● Selection
***
This has all really made me take stock of what I’m doing here, and if it’s worth it. Is it? To be honest, I don’t really know. I’m mostly just waiting to see how the chips fall out at this point. But this won’t beat me, goddamn it, because… well, just because. I won’t let it. Something will work out. It has to. I don’t want to go back home yet. …now, to be honest, I can’t say exactly why I don’t want to go back, because between the exploding ovens and landlady issues and whatever the hell else has been going on, life’s been kind of bad recently. But for whatever reason, for the moment I want to stick it out. Maybe it’s nothing but a combination of pride and stubbornness, but it’s keeping me here for now.

Of course, if everything goes absolutely to hell, I’ll go back. At the moment, I don’t see how much worse it can get, though, considering how I’m homeless. If I can put up with this, I figure I can deal with just about anything else that comes at me.

Though, I guess I actually am living like a homeless person at the moment. Maybe the landlady was right.

Or maybe she can go suck a fat one.

Written Tuesday, December 23, 2008

Hey guys!

It’s… Christmas carol time!

Oh, you’ve got to be homeless for the holidays…
in Russian you’d say that I’m “bez dom”
If you want to be awesome in a million ways…
Spend a Kyrgyz De-cem-ber without a home!


Though, technically, I’m actually “bez doma,” but grammar don’t count when you’re singing. Or blogging.
***
● Items
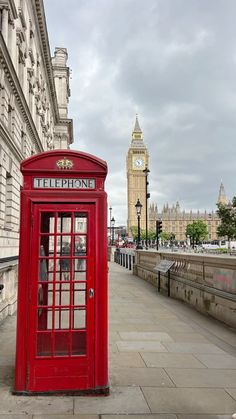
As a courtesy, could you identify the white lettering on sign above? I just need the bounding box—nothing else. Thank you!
[34,177,95,189]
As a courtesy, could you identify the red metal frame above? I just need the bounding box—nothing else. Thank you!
[14,150,108,394]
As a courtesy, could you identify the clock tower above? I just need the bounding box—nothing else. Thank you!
[126,115,148,235]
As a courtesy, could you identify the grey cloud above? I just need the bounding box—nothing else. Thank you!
[44,0,236,223]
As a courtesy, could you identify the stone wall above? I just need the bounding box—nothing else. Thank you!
[0,0,73,319]
[133,251,236,327]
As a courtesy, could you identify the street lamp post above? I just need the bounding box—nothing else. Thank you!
[143,167,150,249]
[111,217,116,246]
[109,207,112,245]
[135,199,143,249]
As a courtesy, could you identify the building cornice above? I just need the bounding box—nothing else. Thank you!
[0,123,24,161]
[57,118,74,144]
[0,0,17,19]
[0,32,43,152]
[32,0,60,123]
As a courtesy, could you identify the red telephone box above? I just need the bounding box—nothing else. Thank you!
[14,150,109,394]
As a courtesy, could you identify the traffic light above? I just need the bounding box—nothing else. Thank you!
[156,220,162,250]
[157,220,162,235]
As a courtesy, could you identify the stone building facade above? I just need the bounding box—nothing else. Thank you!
[126,115,149,235]
[0,0,73,319]
[149,183,229,241]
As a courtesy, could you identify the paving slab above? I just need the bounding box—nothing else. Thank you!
[110,368,174,387]
[163,342,225,355]
[33,414,99,419]
[142,387,236,415]
[116,340,167,352]
[226,383,236,402]
[194,354,236,369]
[74,387,150,415]
[166,368,236,388]
[0,391,73,415]
[119,332,173,342]
[141,352,206,368]
[109,352,146,369]
[169,332,210,343]
[102,414,177,419]
[178,415,232,419]
[0,413,33,419]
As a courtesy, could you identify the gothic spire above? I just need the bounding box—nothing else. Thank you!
[132,114,143,141]
[217,181,229,205]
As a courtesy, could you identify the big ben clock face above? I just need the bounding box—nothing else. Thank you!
[133,156,145,170]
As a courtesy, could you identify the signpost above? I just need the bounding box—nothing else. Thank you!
[153,259,175,297]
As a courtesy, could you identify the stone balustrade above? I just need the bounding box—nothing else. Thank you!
[133,250,236,327]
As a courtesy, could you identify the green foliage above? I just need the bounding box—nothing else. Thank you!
[130,226,156,240]
[217,196,236,241]
[186,220,208,246]
[130,226,138,240]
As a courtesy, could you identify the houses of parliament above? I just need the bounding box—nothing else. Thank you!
[126,115,229,241]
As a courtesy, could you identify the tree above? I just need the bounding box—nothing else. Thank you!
[186,220,208,247]
[216,196,236,248]
[160,231,172,242]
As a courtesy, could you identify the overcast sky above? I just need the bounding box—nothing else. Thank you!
[44,0,236,225]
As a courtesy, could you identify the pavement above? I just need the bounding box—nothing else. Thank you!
[0,262,236,419]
***
● To-do list
1. In the blog post, replace "landlady" with "property manager" in the passage that begins at the words "Of course, if" and stops after "landlady was right.", and write that passage out.
2. Pick up the blog post about being homeless in Kyrgyzstan after its last sentence and keep writing.
The material has no connection to the blog post.

● Solved problems
1.
Of course, if everything goes absolutely to hell, I’ll go back. At the moment, I don’t see how much worse it can get, though, considering how I’m homeless. If I can put up with this, I figure I can deal with just about anything else that comes at me.

Though, I guess I actually am living like a homeless person at the moment. Maybe the property manager was right.

2.
Sweet. As Charles Dickens once made a child say, “God bless us, everyone except my stupid landlady. What a twat.”

Merry Christmas!

3 comments:

aknapoli said...

Oh Laura! *hug* I'm sure that you will find a home. I'm sorry that all this crazy ass shit happened, but I'm sure that it will work out, and hey, there's always arson ;)


Disclaimer: I do not condone arson, I did not suggest that you commit arson.

But yes, many hugs and happy holiday wishes.

Anonymous said...

I intended to drop by and say "merry christmas", but... I found this entry instead.

I'm sorry to hear about your situation. This is crazy!! Hang in there, alright?

gillis said...

maybe crazy christmases come with the territory of being in the peace corps. my friend who is a volunteer in malawi was bitten by a monkey on christmas this year and had to get a rabies shot.
i hope you figure out your housing situation soon!